• Input records:
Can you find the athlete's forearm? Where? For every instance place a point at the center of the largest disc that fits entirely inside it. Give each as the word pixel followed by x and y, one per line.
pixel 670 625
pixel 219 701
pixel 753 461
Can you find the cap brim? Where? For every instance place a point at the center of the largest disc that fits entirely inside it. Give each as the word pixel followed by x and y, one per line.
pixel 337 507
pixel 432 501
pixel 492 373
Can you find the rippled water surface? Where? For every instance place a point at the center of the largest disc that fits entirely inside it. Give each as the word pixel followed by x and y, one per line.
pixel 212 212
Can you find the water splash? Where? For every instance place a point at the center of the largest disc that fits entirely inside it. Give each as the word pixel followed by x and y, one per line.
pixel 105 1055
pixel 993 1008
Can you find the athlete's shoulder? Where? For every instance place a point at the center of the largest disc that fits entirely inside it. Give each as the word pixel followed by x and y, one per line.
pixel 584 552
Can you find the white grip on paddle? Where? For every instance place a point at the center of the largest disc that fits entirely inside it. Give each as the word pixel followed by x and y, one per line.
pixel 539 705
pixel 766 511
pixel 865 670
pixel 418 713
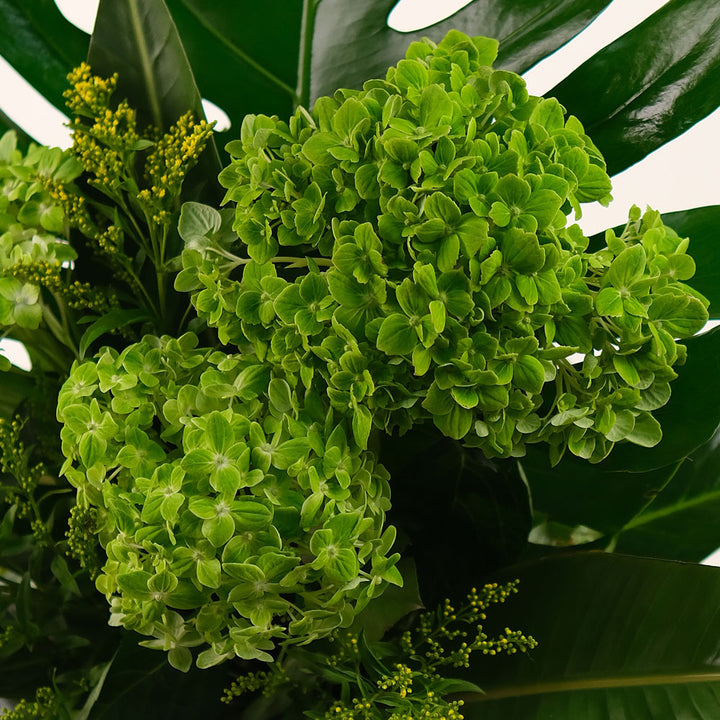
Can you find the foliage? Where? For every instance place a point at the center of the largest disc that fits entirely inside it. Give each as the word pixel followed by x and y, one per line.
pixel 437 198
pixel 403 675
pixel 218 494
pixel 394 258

• Instructions to follow: Leave out the pictures and output the rest of the material exactly as written.

• Response to this exercise:
Can you find the athlete's forearm? Where? For every instance place a point at the center of the largest disc that fits entirely inside it. Give each as the word pixel followed by x and y, one per line.
pixel 670 625
pixel 219 701
pixel 753 461
Can you find the cap brim? Where? For every instance place a point at the center of the largest disc that fits entirely inside it. Give each as the word pixel followed by x and y, one per line.
pixel 337 507
pixel 432 501
pixel 492 373
Can you find the rippled water surface? Where? For every instance place a point at the center of the largest disc that fits entirely inside it. Give each as the word pixel followed by x and y, one per line.
pixel 212 212
Can you find the water splash? Where? For every instance place a point at the center of the largest disc that fits entirely inside it. Give each as the word pixel followed by x and y, one per line.
pixel 105 1055
pixel 993 1008
Can you find the athlete's shoulder? Where? For every instance place a point at the center of the largest disc that fits entirely inside it. Give each as the word pixel followed by x and y, one per line.
pixel 584 552
Can you find the white grip on paddle? Where? For every instance place a point at the center of the largest disc that fits entirely inside it. Give each as the word pixel followed by x and y, one per line.
pixel 539 705
pixel 766 511
pixel 865 670
pixel 418 713
Can you find the foliage? Where? For every instance place a point at the center of the largest disc that fits entirely inside it. Give each as the word pixel followed by x and y, one per line.
pixel 437 198
pixel 403 675
pixel 218 494
pixel 394 258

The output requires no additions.